*Passage to read:*
○ ○ ○ ○
Businesses and compliance teams will be working to review and prepare fraud prevention procedures for the September 1, 2025 implementation date. A complete defence to the new failure to prevent fraud offence is available where an organisation can show it had reasonable fraud prevention procedures in place, or it was not reasonable to expect it to have such procedures.
New detailed guidance on ‘reasonable procedures’
The Guidance offers detailed information to help businesses align their preparation efforts with the inherent fraud risks in their operations. It acknowledges that an organisation's fraud prevention plan should be proportionate to its risk and potential impact, recognising that different risks will exist for different organisations. Many businesses already have policies in place to prevent fraud on the business, but not necessarily for fraud by the business or those providing services on its behalf.
The Guidance is not prescriptive but rather flexible. A deviation from it does not automatically imply that an organisation lacks reasonable fraud prevention procedures. The Guidance is a useful starting point for organisations in the early stages of designing and implementing their fraud prevention strategies. By adhering to it, businesses can better mitigate the risk of fraud being committed by an associated person, as well as the risk of criminal prosecution.
The Guidance has a particular focus on six familiar principles:
1. Top level commitment
The board of directors, partners and senior management are expected to “foster a culture within the organisation in which fraud is never acceptable” and “should reject profit based on, or assisted by, fraud.” Best practice is suggested to include:
- A list of “designated responsibilities” for fraud prevention among senior management, including horizon scanning, development of disciplinary measures (with the consequences for committing fraud articulated), whistleblowing and investigation of fraud which is detected or suspected.
- Adequate access for the Head of Compliance (or a similar role) to the board or CEO (even if they have another direct reporting line).
○ ○ ○ ○
Dataset records on where objects are located:
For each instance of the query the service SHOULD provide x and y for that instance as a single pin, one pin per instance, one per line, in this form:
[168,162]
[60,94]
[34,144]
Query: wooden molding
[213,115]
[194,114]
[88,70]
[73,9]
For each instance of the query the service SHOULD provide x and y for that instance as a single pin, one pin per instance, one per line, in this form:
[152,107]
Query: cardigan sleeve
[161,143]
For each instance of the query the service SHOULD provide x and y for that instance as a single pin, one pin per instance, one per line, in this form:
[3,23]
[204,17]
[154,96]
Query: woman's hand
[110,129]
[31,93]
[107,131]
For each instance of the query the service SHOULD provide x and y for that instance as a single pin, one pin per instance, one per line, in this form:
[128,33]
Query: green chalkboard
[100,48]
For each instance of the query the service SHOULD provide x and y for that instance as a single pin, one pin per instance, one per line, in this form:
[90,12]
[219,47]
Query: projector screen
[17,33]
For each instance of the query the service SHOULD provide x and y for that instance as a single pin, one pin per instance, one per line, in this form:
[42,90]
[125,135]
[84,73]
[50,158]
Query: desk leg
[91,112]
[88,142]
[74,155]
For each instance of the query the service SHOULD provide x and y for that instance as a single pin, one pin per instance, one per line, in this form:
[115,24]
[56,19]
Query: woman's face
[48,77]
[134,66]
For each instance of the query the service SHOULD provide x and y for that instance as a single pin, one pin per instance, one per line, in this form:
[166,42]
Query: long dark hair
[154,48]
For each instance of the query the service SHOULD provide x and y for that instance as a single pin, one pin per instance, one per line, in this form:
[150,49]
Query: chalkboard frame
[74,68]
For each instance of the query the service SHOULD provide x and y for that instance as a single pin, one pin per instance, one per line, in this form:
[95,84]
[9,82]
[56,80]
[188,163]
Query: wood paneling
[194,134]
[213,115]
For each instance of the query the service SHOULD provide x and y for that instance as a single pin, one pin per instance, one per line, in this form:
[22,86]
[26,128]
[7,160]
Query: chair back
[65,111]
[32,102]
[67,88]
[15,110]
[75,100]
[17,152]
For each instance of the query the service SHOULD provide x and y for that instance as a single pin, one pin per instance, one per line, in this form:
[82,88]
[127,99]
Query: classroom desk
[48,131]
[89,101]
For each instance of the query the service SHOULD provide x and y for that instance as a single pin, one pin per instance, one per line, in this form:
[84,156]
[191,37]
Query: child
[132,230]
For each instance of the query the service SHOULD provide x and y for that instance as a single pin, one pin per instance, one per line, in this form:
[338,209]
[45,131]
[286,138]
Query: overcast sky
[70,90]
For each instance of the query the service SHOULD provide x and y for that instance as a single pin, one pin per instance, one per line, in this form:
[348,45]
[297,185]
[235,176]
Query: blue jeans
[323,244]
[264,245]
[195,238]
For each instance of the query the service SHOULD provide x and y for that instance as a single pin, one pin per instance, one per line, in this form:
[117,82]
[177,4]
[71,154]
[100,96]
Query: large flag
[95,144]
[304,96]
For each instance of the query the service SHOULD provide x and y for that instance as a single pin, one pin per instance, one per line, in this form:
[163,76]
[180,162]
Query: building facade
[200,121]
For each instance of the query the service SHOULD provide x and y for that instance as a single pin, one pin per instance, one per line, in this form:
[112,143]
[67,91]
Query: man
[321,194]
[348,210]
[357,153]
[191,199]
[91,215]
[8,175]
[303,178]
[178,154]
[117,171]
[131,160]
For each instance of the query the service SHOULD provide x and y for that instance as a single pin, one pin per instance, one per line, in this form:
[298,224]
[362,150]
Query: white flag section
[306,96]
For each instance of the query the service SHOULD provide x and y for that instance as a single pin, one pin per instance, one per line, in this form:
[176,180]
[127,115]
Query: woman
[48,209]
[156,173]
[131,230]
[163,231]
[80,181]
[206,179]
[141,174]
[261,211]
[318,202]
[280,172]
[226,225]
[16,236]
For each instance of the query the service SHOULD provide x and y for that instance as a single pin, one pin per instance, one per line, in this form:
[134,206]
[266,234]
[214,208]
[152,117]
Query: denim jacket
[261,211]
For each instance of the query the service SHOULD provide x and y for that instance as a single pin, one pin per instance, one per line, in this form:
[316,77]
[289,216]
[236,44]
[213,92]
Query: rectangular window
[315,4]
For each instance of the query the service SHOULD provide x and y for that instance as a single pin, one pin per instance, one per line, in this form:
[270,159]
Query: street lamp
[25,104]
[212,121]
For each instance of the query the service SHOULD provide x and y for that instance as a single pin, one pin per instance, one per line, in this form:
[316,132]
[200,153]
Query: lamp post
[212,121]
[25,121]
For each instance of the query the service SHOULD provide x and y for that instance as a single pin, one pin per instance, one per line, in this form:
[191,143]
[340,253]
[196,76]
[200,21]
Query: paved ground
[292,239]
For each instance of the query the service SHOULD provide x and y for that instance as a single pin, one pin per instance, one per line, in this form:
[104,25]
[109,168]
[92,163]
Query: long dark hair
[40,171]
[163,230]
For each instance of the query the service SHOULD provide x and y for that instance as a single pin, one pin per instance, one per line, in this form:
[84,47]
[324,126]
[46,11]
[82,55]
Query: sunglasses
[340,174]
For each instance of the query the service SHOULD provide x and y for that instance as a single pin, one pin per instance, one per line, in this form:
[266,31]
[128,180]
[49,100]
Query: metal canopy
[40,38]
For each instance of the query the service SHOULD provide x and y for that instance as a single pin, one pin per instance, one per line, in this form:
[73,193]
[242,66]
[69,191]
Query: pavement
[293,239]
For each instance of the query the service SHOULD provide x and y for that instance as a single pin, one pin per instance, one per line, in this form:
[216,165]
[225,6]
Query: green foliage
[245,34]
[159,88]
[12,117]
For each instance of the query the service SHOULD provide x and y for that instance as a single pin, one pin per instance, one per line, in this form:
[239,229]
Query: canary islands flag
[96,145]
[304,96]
○ ○ ○ ○
*Directions:*
**1)** Answer these from the passage on fraud prevention:
(a) On what date do organizations need their fraud prevention procedures ready?
(b) How many principles does the Guidance focus on?
(c) Which role should have adequate access to the board or CEO?
**2)** Show every line in the records that contains the word "green".
The records are unrelated to the passage on fraud prevention.

*Solutions to the exercise:*
**1)**
(a) September 1, 2025
(b) Six
(c) The Head of Compliance (or a similar role)

**2)**
Query: green chalkboard
Query: green foliage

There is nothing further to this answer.